- Task statement -
According to the Bolzano tramway article, on what date did the tramway open?

- Extract provided -
-*-

Overview
- Status: abandoned
- Termini: Guntschna funicular; Laives/Brennero Street;
- Stations: 8

Service
- Type: tramway

History
- Opened: July 1, 1909
- Closed: 1948

Technical
- Line length: 5,00 km
- Track gauge: 1,000 mm (3 ft 3+3⁄8 in)
- Electrification: yes

= Bolzano Tramway =

Former Tramway in Bolzano

The Bolzano Tram (Straßenbahn Bozen) is a former transport net, built to connect the various villages near Bolzano, in what is now South Tyrol, northern Italy. At the time, Zwölfmalgreien, Bolzano and Gries were three independent municipalities.

==Track==
The first built line started at the today called Guntschna street, near the former Guntschna funicular. From there it got to the Piazza Gries and to Talfer Bridge, to enter the Bolzano city. Today Piazza Gries and the Talfer Bridge are connected by a broad street, but this street was built later during Fascism in Italy, and so the tram crosses the field near small streets. In the center of Bolzano the track had some really small curve radius because of the old buildings. After arriving at Walther Square, where it meets the terminus track of the Rittnerbahn (or Renon Railway), the line went on the station alley and from there to Brennero Street.

-*-

- Given data -
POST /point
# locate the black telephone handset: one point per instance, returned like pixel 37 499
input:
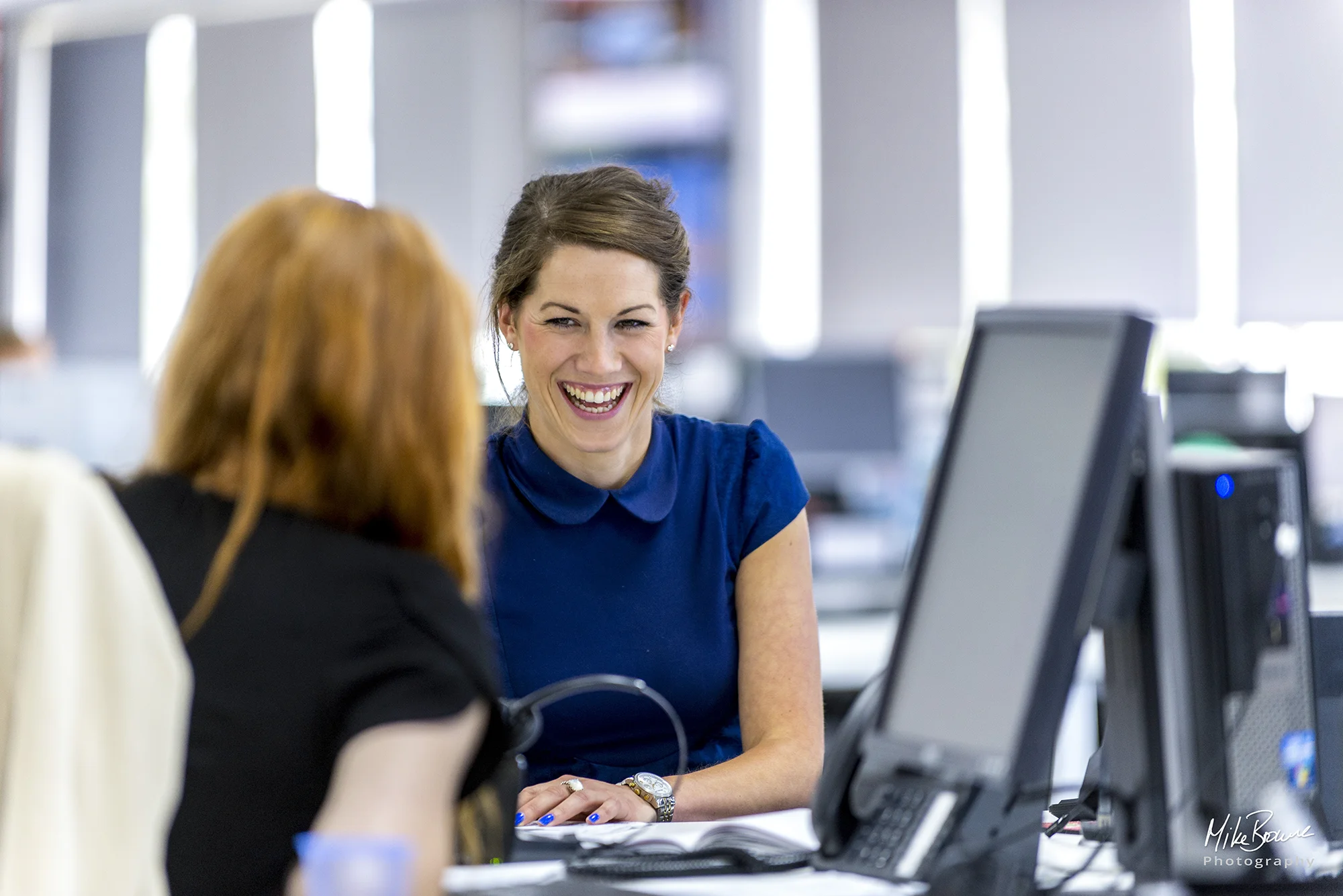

-*-

- Solution -
July 1, 1909